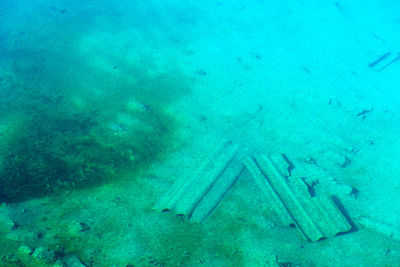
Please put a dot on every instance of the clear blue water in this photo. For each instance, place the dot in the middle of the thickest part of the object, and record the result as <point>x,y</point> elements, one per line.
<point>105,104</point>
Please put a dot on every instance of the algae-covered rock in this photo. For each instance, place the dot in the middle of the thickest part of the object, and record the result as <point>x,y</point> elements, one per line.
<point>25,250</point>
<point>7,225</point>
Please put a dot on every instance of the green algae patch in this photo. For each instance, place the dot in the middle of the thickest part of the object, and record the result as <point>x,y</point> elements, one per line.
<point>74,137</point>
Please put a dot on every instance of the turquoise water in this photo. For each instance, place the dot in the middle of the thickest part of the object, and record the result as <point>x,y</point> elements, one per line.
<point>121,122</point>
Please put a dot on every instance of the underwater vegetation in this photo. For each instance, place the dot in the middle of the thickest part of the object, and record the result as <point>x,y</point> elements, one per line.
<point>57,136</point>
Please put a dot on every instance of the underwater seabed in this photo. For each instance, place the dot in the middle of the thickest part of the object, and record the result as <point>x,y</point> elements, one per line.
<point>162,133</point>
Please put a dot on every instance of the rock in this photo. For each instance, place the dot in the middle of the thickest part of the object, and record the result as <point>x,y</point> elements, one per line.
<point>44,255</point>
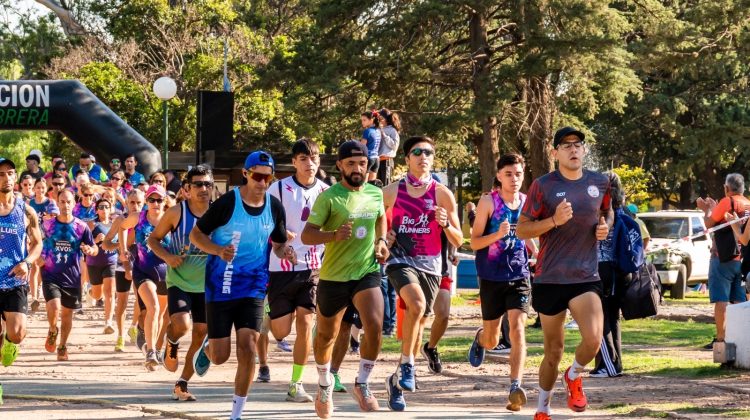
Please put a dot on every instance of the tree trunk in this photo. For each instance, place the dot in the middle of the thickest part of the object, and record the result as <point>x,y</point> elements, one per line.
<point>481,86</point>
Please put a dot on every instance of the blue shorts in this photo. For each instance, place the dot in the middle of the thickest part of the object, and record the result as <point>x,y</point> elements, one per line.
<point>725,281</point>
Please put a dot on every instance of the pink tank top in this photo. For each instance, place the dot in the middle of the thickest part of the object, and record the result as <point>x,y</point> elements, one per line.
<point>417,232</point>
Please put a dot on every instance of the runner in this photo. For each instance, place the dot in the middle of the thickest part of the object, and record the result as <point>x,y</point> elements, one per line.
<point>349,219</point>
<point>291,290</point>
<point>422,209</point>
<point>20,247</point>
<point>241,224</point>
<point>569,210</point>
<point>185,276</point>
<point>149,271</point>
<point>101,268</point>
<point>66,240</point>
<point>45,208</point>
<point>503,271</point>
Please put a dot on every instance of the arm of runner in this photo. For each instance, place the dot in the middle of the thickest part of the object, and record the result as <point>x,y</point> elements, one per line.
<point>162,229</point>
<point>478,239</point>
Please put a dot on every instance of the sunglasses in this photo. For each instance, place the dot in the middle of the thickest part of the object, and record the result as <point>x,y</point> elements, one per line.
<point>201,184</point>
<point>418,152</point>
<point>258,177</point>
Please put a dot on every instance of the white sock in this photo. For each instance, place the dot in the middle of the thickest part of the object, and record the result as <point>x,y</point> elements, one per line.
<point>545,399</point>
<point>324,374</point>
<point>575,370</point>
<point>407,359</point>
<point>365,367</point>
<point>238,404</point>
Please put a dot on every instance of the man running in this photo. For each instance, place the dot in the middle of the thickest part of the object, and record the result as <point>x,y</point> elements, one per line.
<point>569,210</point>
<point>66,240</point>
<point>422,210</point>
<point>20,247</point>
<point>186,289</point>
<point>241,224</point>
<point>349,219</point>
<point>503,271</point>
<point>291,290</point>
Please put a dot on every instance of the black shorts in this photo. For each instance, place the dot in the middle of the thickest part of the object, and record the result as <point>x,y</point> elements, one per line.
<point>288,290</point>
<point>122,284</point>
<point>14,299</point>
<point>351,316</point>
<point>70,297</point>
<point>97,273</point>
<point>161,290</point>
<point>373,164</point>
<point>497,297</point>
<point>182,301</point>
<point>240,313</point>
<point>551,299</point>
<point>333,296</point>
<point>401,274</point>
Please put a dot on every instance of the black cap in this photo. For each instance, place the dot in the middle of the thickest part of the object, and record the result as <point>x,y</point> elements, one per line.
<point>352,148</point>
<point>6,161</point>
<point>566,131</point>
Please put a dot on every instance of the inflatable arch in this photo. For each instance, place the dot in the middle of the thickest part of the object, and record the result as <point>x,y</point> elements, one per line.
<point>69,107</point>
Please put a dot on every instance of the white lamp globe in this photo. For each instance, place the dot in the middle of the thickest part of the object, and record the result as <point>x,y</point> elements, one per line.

### WHAT TO DO:
Copy every one of the entries above word for word, and leave the pictures out of your copy.

### EXERCISE RESULT:
Please put a dot on every instance of the clear blue water in this photo. For each instance, place the dot in the middle of the thickest part of the object, and record the result as <point>x,y</point> elements, one per line.
<point>105,104</point>
Please put a dot on every instance of the algae-covered rock in this photo. For each instance, place the dot in the middle of the thickest part of the object, and record the result as <point>x,y</point> elements, one per line.
<point>25,250</point>
<point>7,225</point>
Please put a dot on every instance of the green algae patch in this photo. For each instance, place the dot in the middle of the thickest part of the object, and record the result as <point>x,y</point> elements, one per line.
<point>74,137</point>
Please put a dot on every instance of the turquoise water in this photo. For each instance, place the dot in the middle of the thickest part of the object, and record the result as <point>x,y</point> elements, one per line.
<point>121,122</point>
Please put a dot on every instance of the underwater vegetation in this photo. For each instance, place the dot in the middle of the thickest part of the object, and record the result as <point>x,y</point> elements, one per line.
<point>57,136</point>
Please put a dot on every instance of the underwater seabed in this photo. For each instance, place the dot in the middle of the thickest part of the object, and record the result as <point>x,y</point> elements, one per line.
<point>162,133</point>
Please put a dot on every instance of the rock in this photo. For each instance, place the dot in the middle of the thickest part of the object, and record the result as <point>x,y</point> elements, one per line.
<point>44,255</point>
Please put a dot on every instance of the tree trunk in this photo. For each instance, place the dot in the middle of the thickest part of the object, and record the result as <point>x,y</point> elements, one per line.
<point>481,86</point>
Please put a dot on every instance of the blue shorts in this photo. For each instance, place the dot in the middle of the thickest part of the object, and record the result as <point>x,y</point> elements, one per line.
<point>725,281</point>
Please put a dot on every instance of the pink tank top in this photo. For each instance, place the dot in the middle of the thickest part of the object, and record the result as <point>x,y</point> elements, one per line.
<point>417,232</point>
Please put a dot on every instance of the runner in this photo. For each instance, place the dot in the middle of the thickest part of the object, and record the result as <point>x,y</point> elements, one per line.
<point>349,219</point>
<point>291,290</point>
<point>422,209</point>
<point>20,247</point>
<point>241,224</point>
<point>569,210</point>
<point>185,276</point>
<point>149,271</point>
<point>101,268</point>
<point>66,240</point>
<point>45,208</point>
<point>503,271</point>
Please put a dot on every instance of the arm of runner in this photo. For each instance, place the dot in the middle of the thickest part of the object, and record the result as <point>x,y</point> elements, one per line.
<point>162,229</point>
<point>478,239</point>
Please put a dot on every instance of the sunglasses in this photo. For each instance, place the dot in the middle of the thickest part of the object, and record the result as <point>x,y</point> elements, one per line.
<point>201,184</point>
<point>418,152</point>
<point>258,177</point>
Please put a dot on every instance of the white sock in this photo. For each instance, place the dot in the middle of the thickest part of the object, and record the result as <point>x,y</point> elements, one per line.
<point>545,399</point>
<point>324,374</point>
<point>575,370</point>
<point>407,359</point>
<point>365,367</point>
<point>238,404</point>
Please put a dot on every instance of the man running in this photo. For each instance, place the dot in the middle of the thickest part of the object, and record the result as <point>x,y</point> elements, one per line.
<point>569,210</point>
<point>66,240</point>
<point>422,210</point>
<point>20,247</point>
<point>186,289</point>
<point>241,224</point>
<point>349,219</point>
<point>503,271</point>
<point>291,290</point>
Please put a dot on every instance of the black shorts in this photo. For each instance, place the dot in the middle of the thickest part of the object, and record the result as <point>x,y</point> elements, one per line.
<point>288,290</point>
<point>122,284</point>
<point>14,299</point>
<point>351,316</point>
<point>70,297</point>
<point>97,273</point>
<point>161,290</point>
<point>373,164</point>
<point>497,297</point>
<point>182,301</point>
<point>240,313</point>
<point>551,299</point>
<point>333,296</point>
<point>401,274</point>
Please put a dot on every instance of the black cap in this photo. For each instance, place the dot in the middle of the thickest part of the object, and record the result as <point>x,y</point> elements, one per line.
<point>352,148</point>
<point>6,161</point>
<point>566,131</point>
Please put a dot on every instance of the inflatable arch in this photo. For each instance, place the dot in the middle of the thickest part of the object, and record the result as <point>x,y</point> elements, one per line.
<point>69,107</point>
Please put a dot on every instance of the white lamp globe in this photo. For each instance, place the dot in the middle of the thickest part of the object, and record the result as <point>x,y</point> elements, one per line.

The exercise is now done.